**Requirement:**
Decide whether each statement below agrees with the article on Nebraska quarterback Tanner Lee. Answer yes or no for each and quote the words of the article that settle it. 1. Lee threw only nine interceptions over his career at Jesuit. 2. Lee picked Tulane because it was the first college to show interest in him. 3. Lee had a winning record as a starter at Tulane.

**Supplied passage:**
Nebraska QB Tanner Lee talks starting job, Tulane, Jesuit, family and more
Not many college recruits, let alone a quarterback has faced quite the tests Destrehan, LA native Tanner Lee has endured during his career as a signal caller.
The 22-year-old signal caller shut the door on recruiting early back when he was playing for Jesuit High School based out of New Orleans.
Lee finished his career at Jesuit notching 30 wins while throwing for nearly 4,000 yards, 39 touchdowns and only nine interceptions. He was ranked in the Top 50 recruits in Louisiana.
When reflecting on his time with the Blue Jays, Lee spoke fondly of his former high school.
“The biggest thing for me choosing Jesuit was the fact that Garrett (older brother) went there and my uncle and grandfather went there. My younger brother Marshall just graduated from there. So it is a family tradition. All three of us have been put through there,” Lee said. “I liked the fact that I could go there and write my own legacy. I really think it got me ready for college athletically and especially academically.
Lee would eventually sign to play quarterback for the Tulane Green Wave.
Lee chose Tulane out of loyalty because they were the first college who showed interest in him during his prep career at Jesuit.
Another priority for Lee was getting the chance to earn a starting job early. He also lived down the street from then quarterback coach Mike Neu. All the writing on the wall was telling Lee that Tulane was the right choice.
“I built a really strong relationship with Mike Neu. He came from the New Orleans Saints as a lot of the staff at the time. It was an NFL staff. Developing that relationship was probably the biggest reason I went there. I wanted to go somewhere where I could play early,” Lee said. “Once I got that offer, I figured let’s do it. Why not? I shut my recruiting down at that point. I had a good place to go and I had a spot. If I could go back in time, I would do it again because it formed me into the player I am today.”
After redshirting his first year, Lee started as a redshirt freshman for the Green Wave and again as a sophomore.
He finished his Tulane career with 3,601 yards, 23 touchdowns and 21 interceptions. He finished 5-14 as a starter. He believes battling that kind of adversity could be a blessing in disguise.
“You have to get through every week and win games and we didn’t win many games, plain and simple. Sometimes you take tough losses and you have to go right back at it the next week,” Lee said. “It has helped me learn to put things behind and focus on what is important in winning the next week. My knowledge of the game grew. The knowledge of how to take care of my body grew. A lot of things I learned at Tulane, I use today and I am very appreciative of all that.”
After spending three years (one redshirt) with the Green Wave, Head Coach Curtis Johnson was fired leaving Lee with a tough decision.
Lee opted out of Tulane after Willie Fritz was selected to replace Johnson as the head coach for the Green Wave.
From a philosophy standpoint, he knew he would not have the same opportunities he had under Johnson. Fritz runs a triple option offense which does not cater to pro-style quarterbacks like Lee. But leaving behind teammates and friends was tough for him.

**Collected material:**
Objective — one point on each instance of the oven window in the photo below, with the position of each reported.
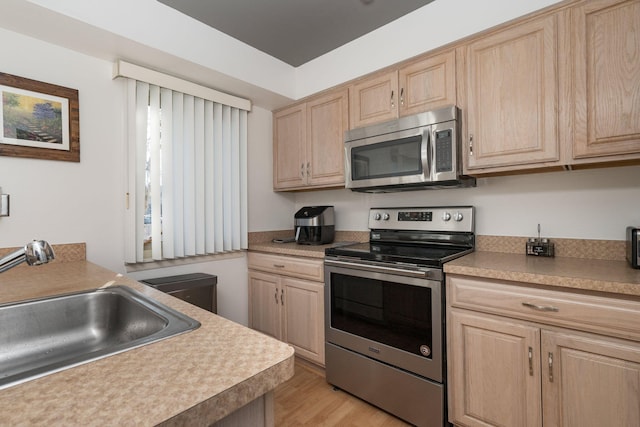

**Written answer:**
1. Yes: "throwing for nearly 4,000 yards, 39 touchdowns and only nine interceptions"
2. Yes: "Lee chose Tulane out of loyalty because they were the first college who showed interest in him during his prep career at Jesuit."
3. No: "He finished 5-14 as a starter."